WRITTEN TASK 1:
Answer these questions about the letters to the editor:
(a) Who conceived the expression "Canoe Politics," and when?
(b) Which senators does the first letter commend?
(c) What place is listed under Fred Nelius's name?

DOCUMENT:
(begin)
Letters to the Editor

Readers write: Letters to the editor, August 15, 2017

Use 'Canoe Politics' to steer us to meaningful legislation

With regard to the recent failure of our state and federal political process to promote any form of worthy and long-term solutions for our legislative needs, I contend we need to return to across-the-aisle politics and accomplish some meaningful governing with input from all political parties. The recent political chaos reminds me of a political quote from many years ago.

What we need is "Canoe Politics" and input from both sides to accomplish meaningful legislation. The left-handed canoe politicians just go in circles to the right and the right-handed canoe politicians just go in circles to the left. At the end of the day they are spinning in circles while the voters get madder and madder with the lack of progress on any solutions for the prevailing topics.
"Canoe Politics" is an expression conceived by California Gov. Jerry Brown in his first term in the 1970s. When asked why he supported legislation from the left and also the right, his response was, "To get ahead, he said, you paddle on the left, paddle on the right, and you ultimately follow a straight line." Our state and Congress could use some of this canoe politics to accomplish real, meaningful legislation that will follow a straight line and represent generations to come.

I commend Sens. Lisa Murkowski, Susan Collins and John McCain who see the failings of this recent partisan political process and recognize garbage legislation for what it is. Now is the time for our state and federal politicians to be statesmen and get the state and nation moving ahead with canoe politics, or any other nonpartisan process. There is no shame in crossing the aisle if the end result is a straight line forward with real solutions for our future needs. If politicians can't realize this, they are not statesmen and got into politics for the wrong reasons. The election process needs to seek out more statesmen to represent us and not the partisan politicians that produce junk.

Alaska has one statesman and we could use two more.

— T. David Boyd
Wasilla

Alaska needs statewide paper

ADVERTISEMENT

There have been times in the past I have read letters here crying about how this paper is a liberal rag and the writer is going to cancel his or her subscription. Granted, the former publisher was a Democrat, but I always found the paper to be a fair source of information.

I assume that will not change now that at least some of the new owners are Republicans.

Either way, we need a statewide paper and our president will still be a lousy one.

— Fred Nelius
Houston

Destined to rent forever

Something insidious is occurring in Anchorage, and maybe elsewhere, but I am only familiar with Anchorage and Mat-Su.
(end)
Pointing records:
(begin)
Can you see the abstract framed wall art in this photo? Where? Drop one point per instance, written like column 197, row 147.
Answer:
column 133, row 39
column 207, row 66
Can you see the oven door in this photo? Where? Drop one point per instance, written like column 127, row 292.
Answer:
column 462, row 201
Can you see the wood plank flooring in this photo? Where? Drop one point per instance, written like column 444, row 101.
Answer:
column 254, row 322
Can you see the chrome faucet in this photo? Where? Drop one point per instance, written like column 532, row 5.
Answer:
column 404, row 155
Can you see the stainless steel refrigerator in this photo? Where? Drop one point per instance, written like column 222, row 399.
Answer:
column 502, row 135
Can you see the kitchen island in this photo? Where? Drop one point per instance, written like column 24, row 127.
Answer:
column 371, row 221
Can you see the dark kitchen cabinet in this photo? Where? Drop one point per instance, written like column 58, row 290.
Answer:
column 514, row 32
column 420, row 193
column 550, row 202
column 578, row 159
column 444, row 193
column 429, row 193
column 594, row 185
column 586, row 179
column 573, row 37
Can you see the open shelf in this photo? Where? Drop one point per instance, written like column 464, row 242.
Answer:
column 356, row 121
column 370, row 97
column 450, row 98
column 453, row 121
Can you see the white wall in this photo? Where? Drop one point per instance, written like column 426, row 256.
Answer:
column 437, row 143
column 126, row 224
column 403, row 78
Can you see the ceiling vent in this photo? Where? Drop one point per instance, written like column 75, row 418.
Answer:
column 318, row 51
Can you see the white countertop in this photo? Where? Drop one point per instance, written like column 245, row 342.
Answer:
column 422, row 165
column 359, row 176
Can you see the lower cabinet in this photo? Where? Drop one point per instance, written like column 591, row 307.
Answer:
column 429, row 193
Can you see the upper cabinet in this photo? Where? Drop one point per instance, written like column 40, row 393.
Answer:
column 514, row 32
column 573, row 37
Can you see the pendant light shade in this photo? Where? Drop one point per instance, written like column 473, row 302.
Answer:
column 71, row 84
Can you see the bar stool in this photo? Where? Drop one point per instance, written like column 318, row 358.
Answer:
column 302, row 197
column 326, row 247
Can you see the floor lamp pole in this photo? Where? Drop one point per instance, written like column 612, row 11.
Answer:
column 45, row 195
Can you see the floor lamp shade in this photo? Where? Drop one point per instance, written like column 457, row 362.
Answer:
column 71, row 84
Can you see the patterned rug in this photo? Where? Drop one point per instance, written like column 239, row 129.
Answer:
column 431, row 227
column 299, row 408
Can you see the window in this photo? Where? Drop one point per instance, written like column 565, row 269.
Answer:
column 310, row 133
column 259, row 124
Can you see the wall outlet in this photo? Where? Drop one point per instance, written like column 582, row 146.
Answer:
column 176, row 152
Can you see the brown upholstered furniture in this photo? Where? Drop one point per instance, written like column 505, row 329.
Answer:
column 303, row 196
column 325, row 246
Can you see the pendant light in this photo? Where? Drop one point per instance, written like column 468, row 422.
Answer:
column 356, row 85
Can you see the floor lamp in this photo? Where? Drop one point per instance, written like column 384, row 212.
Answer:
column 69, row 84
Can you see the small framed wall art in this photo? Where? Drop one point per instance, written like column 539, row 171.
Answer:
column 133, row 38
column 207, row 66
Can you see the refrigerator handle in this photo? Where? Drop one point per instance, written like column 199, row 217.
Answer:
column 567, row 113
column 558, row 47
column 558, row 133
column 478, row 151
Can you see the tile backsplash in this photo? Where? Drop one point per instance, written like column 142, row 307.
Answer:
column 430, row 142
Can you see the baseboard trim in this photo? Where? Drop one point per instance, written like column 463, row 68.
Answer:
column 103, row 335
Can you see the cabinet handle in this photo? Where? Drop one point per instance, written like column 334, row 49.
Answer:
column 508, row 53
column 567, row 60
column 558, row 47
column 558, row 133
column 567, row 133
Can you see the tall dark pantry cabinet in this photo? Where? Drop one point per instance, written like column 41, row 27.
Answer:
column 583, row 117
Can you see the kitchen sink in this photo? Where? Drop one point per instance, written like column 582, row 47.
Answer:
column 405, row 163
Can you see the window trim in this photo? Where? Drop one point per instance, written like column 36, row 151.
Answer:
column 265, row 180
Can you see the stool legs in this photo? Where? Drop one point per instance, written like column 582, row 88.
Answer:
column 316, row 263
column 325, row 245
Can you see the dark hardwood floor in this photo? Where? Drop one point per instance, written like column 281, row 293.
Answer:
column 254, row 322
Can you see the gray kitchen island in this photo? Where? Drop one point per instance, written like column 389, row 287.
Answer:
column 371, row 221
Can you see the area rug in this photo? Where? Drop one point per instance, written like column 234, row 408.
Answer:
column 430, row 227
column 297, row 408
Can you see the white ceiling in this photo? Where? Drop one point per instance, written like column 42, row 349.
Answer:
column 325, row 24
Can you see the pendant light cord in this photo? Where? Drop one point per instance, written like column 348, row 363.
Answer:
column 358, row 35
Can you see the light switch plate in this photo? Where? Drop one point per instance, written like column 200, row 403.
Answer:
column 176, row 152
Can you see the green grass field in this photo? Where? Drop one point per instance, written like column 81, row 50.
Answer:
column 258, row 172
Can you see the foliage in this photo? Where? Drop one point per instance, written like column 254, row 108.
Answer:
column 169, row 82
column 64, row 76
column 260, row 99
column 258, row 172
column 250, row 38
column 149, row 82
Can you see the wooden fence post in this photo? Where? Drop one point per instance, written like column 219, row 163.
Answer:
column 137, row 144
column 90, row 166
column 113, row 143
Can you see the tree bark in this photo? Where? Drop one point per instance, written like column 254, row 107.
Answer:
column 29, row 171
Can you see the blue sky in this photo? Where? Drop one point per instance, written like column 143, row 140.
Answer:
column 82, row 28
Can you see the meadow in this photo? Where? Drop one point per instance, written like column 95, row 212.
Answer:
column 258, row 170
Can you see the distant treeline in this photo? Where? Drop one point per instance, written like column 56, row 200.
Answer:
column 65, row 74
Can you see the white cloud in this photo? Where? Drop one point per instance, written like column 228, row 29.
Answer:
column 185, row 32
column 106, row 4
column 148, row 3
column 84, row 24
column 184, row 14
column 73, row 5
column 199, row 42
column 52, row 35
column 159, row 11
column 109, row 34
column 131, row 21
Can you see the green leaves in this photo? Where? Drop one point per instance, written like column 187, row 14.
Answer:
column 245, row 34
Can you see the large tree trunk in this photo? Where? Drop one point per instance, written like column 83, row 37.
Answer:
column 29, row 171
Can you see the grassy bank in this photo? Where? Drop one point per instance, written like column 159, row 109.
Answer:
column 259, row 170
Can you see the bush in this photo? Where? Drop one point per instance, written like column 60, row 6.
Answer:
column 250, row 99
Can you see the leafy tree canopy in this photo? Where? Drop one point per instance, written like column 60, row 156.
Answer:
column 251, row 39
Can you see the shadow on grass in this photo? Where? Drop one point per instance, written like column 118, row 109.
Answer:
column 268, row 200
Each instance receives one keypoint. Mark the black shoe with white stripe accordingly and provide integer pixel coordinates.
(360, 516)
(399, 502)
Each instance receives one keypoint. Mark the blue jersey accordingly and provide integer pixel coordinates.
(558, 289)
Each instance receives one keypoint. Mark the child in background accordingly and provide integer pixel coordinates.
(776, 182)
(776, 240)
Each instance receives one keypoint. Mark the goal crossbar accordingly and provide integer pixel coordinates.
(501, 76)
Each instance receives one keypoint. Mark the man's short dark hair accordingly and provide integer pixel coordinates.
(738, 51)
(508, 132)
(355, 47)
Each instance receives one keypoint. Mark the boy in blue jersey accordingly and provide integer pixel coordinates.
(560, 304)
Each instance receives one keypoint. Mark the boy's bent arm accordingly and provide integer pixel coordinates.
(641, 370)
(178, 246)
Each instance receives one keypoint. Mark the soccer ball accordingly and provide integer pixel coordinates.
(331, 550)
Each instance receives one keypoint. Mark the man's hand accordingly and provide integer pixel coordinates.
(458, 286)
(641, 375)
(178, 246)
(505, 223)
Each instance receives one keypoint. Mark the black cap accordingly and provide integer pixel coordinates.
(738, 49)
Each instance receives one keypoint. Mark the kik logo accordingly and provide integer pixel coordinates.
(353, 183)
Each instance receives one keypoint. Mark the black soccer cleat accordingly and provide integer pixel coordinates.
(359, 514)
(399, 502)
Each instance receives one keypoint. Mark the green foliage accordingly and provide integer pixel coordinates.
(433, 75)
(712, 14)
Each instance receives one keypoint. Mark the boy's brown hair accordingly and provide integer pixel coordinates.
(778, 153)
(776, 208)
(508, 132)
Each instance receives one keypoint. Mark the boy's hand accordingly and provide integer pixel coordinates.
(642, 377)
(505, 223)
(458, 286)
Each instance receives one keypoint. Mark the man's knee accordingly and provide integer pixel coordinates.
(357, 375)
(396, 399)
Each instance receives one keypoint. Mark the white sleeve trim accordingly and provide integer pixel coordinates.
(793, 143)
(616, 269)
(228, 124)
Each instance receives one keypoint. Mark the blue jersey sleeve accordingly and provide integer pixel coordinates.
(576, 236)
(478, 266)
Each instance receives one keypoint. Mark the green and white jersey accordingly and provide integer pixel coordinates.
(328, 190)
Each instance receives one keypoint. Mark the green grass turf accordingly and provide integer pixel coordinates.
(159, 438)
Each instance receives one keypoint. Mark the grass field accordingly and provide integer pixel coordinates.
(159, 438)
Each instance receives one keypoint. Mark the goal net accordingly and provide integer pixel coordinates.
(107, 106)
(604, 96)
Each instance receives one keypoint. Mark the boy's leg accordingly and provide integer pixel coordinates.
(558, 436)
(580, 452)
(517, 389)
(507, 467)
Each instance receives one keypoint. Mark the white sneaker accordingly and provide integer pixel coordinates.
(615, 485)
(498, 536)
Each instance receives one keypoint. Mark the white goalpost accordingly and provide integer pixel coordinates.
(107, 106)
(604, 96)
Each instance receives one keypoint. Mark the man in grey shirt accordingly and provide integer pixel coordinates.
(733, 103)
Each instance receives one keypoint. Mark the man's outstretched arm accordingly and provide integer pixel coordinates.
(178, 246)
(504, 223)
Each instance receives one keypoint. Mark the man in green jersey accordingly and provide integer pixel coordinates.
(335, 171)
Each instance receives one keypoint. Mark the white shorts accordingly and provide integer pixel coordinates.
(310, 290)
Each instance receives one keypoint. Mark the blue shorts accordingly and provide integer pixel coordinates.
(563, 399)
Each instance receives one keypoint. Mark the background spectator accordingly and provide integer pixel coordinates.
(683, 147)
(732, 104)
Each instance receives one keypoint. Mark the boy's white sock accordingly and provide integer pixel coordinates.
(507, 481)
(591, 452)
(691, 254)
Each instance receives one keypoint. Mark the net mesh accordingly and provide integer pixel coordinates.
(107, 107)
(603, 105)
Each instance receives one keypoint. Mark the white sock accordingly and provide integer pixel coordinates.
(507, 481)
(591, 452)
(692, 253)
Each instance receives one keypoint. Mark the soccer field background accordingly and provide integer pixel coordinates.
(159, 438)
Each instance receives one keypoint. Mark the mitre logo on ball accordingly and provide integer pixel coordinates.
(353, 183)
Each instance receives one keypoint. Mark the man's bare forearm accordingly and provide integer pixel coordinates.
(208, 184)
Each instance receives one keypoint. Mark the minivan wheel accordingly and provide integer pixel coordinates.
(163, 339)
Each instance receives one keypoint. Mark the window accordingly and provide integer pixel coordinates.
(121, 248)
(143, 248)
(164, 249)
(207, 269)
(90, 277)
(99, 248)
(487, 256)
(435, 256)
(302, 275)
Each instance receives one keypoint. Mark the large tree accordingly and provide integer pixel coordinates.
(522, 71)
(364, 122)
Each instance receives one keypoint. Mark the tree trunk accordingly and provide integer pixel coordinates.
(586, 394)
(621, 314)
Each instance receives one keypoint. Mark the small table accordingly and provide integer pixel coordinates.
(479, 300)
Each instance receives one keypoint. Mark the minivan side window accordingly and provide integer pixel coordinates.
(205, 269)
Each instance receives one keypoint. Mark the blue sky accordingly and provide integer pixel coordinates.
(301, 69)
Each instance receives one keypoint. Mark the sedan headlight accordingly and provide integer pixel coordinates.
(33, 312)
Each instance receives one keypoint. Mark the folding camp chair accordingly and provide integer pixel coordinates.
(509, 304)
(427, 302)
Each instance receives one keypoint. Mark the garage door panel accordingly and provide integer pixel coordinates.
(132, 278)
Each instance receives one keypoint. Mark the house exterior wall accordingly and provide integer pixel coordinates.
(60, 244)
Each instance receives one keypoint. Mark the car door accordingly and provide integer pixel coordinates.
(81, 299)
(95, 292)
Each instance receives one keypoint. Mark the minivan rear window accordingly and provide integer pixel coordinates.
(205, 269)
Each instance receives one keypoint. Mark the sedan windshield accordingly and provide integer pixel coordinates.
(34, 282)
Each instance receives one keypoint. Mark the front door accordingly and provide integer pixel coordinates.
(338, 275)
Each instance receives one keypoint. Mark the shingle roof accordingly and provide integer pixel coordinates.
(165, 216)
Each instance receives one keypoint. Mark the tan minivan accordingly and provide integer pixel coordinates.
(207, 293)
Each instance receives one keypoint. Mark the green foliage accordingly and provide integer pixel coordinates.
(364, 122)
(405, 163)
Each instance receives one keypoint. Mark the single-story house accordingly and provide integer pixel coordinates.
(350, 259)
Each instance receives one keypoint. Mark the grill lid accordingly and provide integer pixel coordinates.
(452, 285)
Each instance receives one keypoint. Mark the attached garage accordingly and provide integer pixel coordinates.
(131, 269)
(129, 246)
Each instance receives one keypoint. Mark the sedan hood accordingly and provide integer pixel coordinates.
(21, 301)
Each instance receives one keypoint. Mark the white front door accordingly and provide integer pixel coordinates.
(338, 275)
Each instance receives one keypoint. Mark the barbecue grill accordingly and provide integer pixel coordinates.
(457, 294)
(end)
WRITTEN TASK 2: In the listing, take the lines starting with the line with "Can you see the upper" and going on through the line with "column 326, row 247", and write them out again with "bar stool" changed to "counter stool" and nothing else altered.

EXERCISE OUTPUT 1:
(a) California Gov. Jerry Brown, in his first term in the 1970s.
(b) Lisa Murkowski, Susan Collins and John McCain.
(c) Houston.

EXERCISE OUTPUT 2:
Can you see the upper cabinet in this photo? Where? Drop one point per instance, written like column 40, row 393.
Answer:
column 514, row 32
column 573, row 37
Can you see the pendant light shade in this photo? Where? Drop one point per instance, written like column 473, row 302.
Answer:
column 71, row 84
Can you see the counter stool in this photo? Where? Drop one point per instance, written like column 318, row 358.
Answer:
column 302, row 197
column 326, row 247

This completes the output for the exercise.